**What you should do**
Format all the rows below as one numbered list with one line per item, omitting the blank lines.
==================================================
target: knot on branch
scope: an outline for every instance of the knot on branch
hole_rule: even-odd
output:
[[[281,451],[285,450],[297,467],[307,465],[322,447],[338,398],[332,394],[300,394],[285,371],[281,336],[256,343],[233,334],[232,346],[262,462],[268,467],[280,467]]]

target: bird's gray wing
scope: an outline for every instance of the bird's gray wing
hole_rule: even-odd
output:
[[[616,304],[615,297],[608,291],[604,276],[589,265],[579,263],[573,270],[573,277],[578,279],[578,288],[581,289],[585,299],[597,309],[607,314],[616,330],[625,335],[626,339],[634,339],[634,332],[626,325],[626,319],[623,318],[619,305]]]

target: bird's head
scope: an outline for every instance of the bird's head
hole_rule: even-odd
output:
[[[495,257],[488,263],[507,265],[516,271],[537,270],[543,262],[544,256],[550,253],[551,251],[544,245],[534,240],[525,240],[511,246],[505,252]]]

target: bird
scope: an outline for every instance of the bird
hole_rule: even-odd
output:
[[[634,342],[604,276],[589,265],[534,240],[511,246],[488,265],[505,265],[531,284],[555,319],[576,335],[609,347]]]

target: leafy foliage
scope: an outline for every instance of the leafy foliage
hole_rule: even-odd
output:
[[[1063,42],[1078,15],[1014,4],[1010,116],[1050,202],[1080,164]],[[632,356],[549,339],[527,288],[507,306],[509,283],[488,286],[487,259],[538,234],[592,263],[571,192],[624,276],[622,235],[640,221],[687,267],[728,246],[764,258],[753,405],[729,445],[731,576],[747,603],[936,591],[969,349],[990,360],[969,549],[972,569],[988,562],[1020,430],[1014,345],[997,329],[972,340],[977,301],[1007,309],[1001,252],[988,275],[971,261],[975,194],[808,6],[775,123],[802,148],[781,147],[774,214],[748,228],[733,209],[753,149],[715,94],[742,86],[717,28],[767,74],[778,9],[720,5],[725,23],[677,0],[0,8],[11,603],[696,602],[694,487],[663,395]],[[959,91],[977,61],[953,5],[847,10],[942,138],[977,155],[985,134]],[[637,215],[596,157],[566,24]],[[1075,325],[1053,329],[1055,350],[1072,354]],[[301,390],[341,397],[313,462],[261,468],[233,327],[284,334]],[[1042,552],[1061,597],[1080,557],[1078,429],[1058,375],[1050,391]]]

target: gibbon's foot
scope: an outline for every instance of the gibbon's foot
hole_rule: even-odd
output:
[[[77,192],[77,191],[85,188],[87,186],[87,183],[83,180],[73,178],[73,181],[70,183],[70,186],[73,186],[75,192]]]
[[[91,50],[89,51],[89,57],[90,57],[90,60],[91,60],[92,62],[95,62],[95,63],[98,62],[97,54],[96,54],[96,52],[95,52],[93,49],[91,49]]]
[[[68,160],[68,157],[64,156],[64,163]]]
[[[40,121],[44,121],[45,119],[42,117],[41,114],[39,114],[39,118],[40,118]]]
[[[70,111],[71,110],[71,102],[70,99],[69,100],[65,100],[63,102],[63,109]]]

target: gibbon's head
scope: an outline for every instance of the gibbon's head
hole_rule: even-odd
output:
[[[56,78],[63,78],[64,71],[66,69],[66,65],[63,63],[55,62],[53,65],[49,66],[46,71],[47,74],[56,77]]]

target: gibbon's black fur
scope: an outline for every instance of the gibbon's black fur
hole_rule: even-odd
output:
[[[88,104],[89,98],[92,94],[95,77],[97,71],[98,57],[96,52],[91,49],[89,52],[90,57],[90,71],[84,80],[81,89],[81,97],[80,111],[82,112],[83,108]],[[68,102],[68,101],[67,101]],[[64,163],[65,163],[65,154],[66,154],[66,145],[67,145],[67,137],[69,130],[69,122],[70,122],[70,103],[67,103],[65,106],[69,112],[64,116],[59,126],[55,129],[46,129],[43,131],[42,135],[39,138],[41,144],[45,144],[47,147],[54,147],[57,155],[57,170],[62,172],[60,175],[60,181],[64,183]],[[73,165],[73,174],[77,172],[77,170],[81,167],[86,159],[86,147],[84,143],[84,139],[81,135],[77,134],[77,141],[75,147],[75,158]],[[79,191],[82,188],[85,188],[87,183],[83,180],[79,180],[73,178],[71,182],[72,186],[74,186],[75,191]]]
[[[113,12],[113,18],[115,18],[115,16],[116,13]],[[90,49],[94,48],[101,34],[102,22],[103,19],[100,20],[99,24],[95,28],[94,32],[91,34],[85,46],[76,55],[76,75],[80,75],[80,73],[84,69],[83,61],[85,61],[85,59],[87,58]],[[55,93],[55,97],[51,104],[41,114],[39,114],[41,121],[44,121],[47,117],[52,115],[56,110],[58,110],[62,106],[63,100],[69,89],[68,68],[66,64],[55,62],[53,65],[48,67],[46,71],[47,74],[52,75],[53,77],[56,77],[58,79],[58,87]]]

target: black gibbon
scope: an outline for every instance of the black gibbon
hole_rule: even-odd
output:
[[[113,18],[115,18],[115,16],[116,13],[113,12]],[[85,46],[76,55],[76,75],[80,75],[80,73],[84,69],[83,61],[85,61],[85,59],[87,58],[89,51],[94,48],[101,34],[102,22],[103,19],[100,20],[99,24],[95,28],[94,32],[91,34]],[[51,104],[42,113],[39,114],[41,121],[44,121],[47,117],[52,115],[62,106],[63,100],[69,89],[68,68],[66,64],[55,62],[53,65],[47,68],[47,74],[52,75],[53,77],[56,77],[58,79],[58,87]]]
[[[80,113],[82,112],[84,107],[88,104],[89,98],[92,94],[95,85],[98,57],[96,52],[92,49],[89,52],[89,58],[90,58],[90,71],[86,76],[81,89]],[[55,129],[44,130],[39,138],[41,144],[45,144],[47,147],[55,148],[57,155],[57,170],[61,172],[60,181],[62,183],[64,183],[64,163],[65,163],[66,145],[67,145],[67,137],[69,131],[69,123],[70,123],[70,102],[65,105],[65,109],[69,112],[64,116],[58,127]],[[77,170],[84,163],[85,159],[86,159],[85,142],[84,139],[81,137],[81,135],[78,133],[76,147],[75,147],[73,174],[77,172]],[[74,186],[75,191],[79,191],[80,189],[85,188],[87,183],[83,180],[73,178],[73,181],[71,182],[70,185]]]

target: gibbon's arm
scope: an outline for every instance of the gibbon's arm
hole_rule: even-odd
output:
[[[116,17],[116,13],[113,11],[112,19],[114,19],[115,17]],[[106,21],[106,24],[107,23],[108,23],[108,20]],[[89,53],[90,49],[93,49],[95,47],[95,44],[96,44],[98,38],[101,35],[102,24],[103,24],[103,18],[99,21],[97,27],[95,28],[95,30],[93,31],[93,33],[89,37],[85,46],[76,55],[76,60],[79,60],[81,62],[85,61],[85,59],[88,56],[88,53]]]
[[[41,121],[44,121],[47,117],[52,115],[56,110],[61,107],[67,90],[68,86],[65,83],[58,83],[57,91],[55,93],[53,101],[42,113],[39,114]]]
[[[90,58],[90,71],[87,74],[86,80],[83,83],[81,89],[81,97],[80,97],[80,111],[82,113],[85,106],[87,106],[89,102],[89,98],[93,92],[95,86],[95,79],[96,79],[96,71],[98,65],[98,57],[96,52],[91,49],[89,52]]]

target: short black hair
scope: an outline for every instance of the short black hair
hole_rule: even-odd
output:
==================================================
**Reply to the task**
1. target: knot on branch
2. scope: an outline for every instance of the knot on branch
3. hole_rule: even-odd
4. output:
5. [[[281,451],[285,450],[297,467],[307,465],[322,447],[338,398],[332,394],[300,394],[285,371],[281,336],[256,343],[233,334],[232,346],[262,462],[268,467],[280,467]]]
6. target: bird's gray wing
7. scope: an outline for every instance of the bird's gray wing
8. hole_rule: even-odd
9. output:
10. [[[616,304],[615,297],[608,291],[604,276],[589,265],[579,263],[573,270],[573,277],[578,279],[578,288],[581,289],[585,299],[597,309],[607,314],[616,330],[625,335],[626,339],[634,339],[634,332],[626,325],[626,319],[623,318],[619,305]]]
11. target: bird's head
12. scope: an outline for every instance of the bird's head
13. hole_rule: even-odd
14. output:
15. [[[495,257],[488,263],[507,265],[516,271],[537,270],[543,262],[544,256],[550,253],[551,251],[544,245],[534,240],[525,240],[511,246],[505,252]]]
16. target: bird
17. scope: an outline for every instance of the bird
18. hole_rule: even-odd
19. output:
20. [[[634,342],[604,276],[589,265],[534,240],[511,246],[488,265],[505,265],[531,284],[555,319],[576,335],[609,347]]]
21. target: leafy foliage
22. scope: an outline for every instance of the leafy foliage
23. hole_rule: even-odd
24. output:
25. [[[1063,42],[1078,15],[1014,4],[1010,116],[1050,202],[1080,164]],[[632,356],[549,339],[527,288],[507,306],[509,283],[488,286],[487,259],[538,234],[592,263],[571,192],[624,276],[622,235],[640,221],[687,267],[728,246],[764,258],[753,405],[729,445],[731,576],[747,603],[936,591],[969,349],[990,360],[969,549],[972,569],[988,562],[1020,430],[1014,345],[997,329],[972,340],[977,301],[1007,309],[1001,252],[988,275],[971,261],[975,194],[808,6],[775,123],[802,148],[781,147],[774,214],[748,228],[733,209],[753,149],[715,94],[742,86],[717,28],[767,74],[778,9],[720,5],[725,23],[677,0],[0,8],[11,603],[696,602],[694,487],[663,395]],[[959,91],[977,61],[953,5],[847,10],[942,138],[977,155],[985,134]],[[637,215],[596,157],[566,24]],[[1075,325],[1053,329],[1055,350],[1072,354]],[[301,390],[341,397],[313,462],[261,468],[233,327],[284,334]],[[1042,552],[1061,597],[1080,557],[1078,429],[1058,375],[1050,391]]]
26. target: gibbon's foot
27. scope: an outline for every instance of the gibbon's foot
28. hole_rule: even-odd
29. output:
30. [[[77,192],[77,191],[85,188],[87,186],[87,183],[83,180],[73,178],[73,181],[70,183],[70,186],[73,186],[75,192]]]
31. [[[91,50],[89,51],[89,57],[90,57],[90,60],[91,60],[92,62],[95,62],[95,63],[98,62],[97,54],[96,54],[96,52],[95,52],[93,49],[91,49]]]
32. [[[68,160],[68,157],[64,156],[64,163]]]
33. [[[40,121],[44,121],[45,119],[42,117],[41,114],[39,114],[39,118],[40,118]]]
34. [[[70,111],[71,110],[71,102],[70,99],[69,100],[65,100],[63,102],[63,109]]]
35. target: gibbon's head
36. scope: an outline for every instance of the gibbon's head
37. hole_rule: even-odd
38. output:
39. [[[56,78],[63,78],[64,71],[66,69],[66,65],[63,63],[55,62],[53,65],[49,66],[46,71],[47,74],[56,77]]]
40. target: gibbon's black fur
41. scope: an outline for every instance of the gibbon's black fur
42. hole_rule: even-odd
43. output:
44. [[[88,104],[89,98],[92,94],[95,77],[97,71],[98,57],[96,52],[91,49],[89,52],[90,57],[90,71],[84,80],[81,89],[81,97],[80,111],[82,112],[83,108]],[[68,102],[68,101],[67,101]],[[64,163],[65,163],[65,154],[66,154],[66,145],[67,145],[67,137],[69,130],[69,122],[70,122],[70,103],[67,103],[65,106],[69,112],[64,116],[59,126],[55,129],[46,129],[43,131],[42,135],[39,138],[41,144],[45,144],[47,147],[54,147],[57,155],[57,170],[62,172],[60,175],[60,181],[64,183]],[[73,165],[73,174],[77,172],[77,170],[81,167],[86,159],[86,147],[84,143],[84,139],[81,135],[77,134],[77,141],[75,147],[75,158]],[[79,191],[82,188],[85,188],[87,183],[83,180],[79,180],[73,178],[71,182],[72,186],[74,186],[75,191]]]
45. [[[113,12],[113,18],[115,18],[115,16],[116,13]],[[90,49],[94,48],[101,34],[102,22],[103,19],[100,20],[99,24],[95,28],[94,32],[91,34],[85,46],[76,55],[76,75],[80,75],[80,73],[84,69],[83,61],[85,61],[85,59],[87,58]],[[55,93],[55,97],[51,104],[41,114],[39,114],[41,121],[44,121],[47,117],[52,115],[56,110],[58,110],[62,106],[63,100],[69,89],[68,68],[66,64],[55,62],[53,65],[48,67],[46,71],[47,74],[52,75],[53,77],[56,77],[58,79],[58,87]]]
46. target: black gibbon
47. scope: an outline for every instance of the black gibbon
48. hole_rule: even-odd
49. output:
50. [[[113,18],[115,18],[115,16],[116,13],[113,12]],[[85,46],[76,55],[76,75],[80,75],[80,73],[84,69],[83,61],[85,61],[85,59],[87,58],[89,51],[94,48],[101,34],[102,22],[103,19],[100,20],[99,24],[95,28],[94,32],[91,34]],[[51,104],[42,113],[39,114],[41,121],[44,121],[47,117],[52,115],[62,106],[63,100],[69,89],[68,68],[66,64],[55,62],[53,65],[47,68],[47,74],[52,75],[53,77],[56,77],[58,79],[58,87]]]
51. [[[80,113],[82,112],[84,107],[88,104],[89,98],[92,94],[95,85],[98,57],[96,52],[92,49],[89,52],[89,58],[90,58],[90,71],[86,76],[81,89]],[[55,129],[44,130],[39,138],[41,144],[45,144],[47,147],[55,148],[57,155],[57,170],[61,172],[60,181],[62,183],[64,183],[64,163],[65,163],[66,145],[67,145],[67,137],[69,131],[69,123],[70,123],[70,102],[65,105],[65,109],[69,112],[64,116],[58,127]],[[77,170],[84,163],[85,159],[86,159],[85,142],[84,139],[81,137],[81,135],[78,133],[76,147],[75,147],[73,174],[77,172]],[[74,186],[75,191],[79,191],[80,189],[85,188],[87,183],[83,180],[73,178],[73,181],[71,182],[70,185]]]
52. target: gibbon's arm
53. scope: an outline for every instance of the gibbon's arm
54. hole_rule: even-odd
55. output:
56. [[[116,17],[116,13],[113,11],[112,19],[114,19],[115,17]],[[106,21],[106,24],[107,23],[108,23],[108,20]],[[89,53],[90,49],[93,49],[95,47],[95,44],[96,44],[98,38],[101,35],[102,24],[103,24],[103,18],[99,21],[97,27],[95,28],[95,30],[93,31],[93,33],[89,37],[85,46],[76,55],[76,60],[79,60],[81,62],[85,61],[85,59],[88,56],[88,53]]]
57. [[[41,121],[44,121],[47,117],[52,115],[56,110],[61,107],[67,90],[68,86],[65,83],[58,83],[57,91],[55,93],[53,101],[42,113],[39,114]]]
58. [[[90,58],[90,71],[87,74],[86,80],[83,83],[81,89],[81,97],[80,97],[80,111],[82,113],[85,106],[87,106],[89,102],[89,98],[93,92],[95,86],[95,79],[96,79],[96,71],[98,65],[98,57],[96,52],[91,49],[89,52]]]
59. target: short black hair
60. scope: an outline for every instance of the short black hair
61. hole_rule: even-odd
62. output:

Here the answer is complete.